* [The problem]:
Reproduce the data below verbatim, from the line containing "161), (268, 344)." up to and including the line containing "(0, 31), (304, 227)".

* [Given records]:
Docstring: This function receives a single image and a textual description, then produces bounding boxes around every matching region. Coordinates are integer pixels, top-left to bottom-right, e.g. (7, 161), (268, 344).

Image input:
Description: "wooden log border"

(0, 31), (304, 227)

--

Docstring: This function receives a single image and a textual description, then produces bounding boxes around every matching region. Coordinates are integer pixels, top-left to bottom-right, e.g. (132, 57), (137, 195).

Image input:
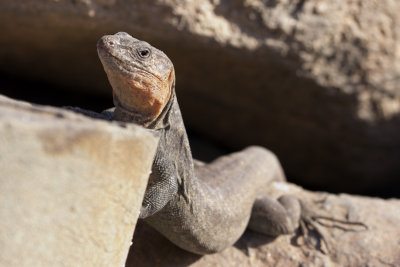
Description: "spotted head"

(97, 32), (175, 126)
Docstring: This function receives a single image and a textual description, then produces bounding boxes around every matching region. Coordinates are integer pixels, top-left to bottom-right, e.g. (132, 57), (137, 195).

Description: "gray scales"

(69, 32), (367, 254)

* [Solution to this task]:
Docstring: This function receives a single image and a textual description, then produces bounding boxes around every matching region. Coordinates are integer pixels, top-left to bottom-right, e.g. (7, 161), (268, 344).

Image input:
Description: "wooden log border"

(0, 31), (304, 227)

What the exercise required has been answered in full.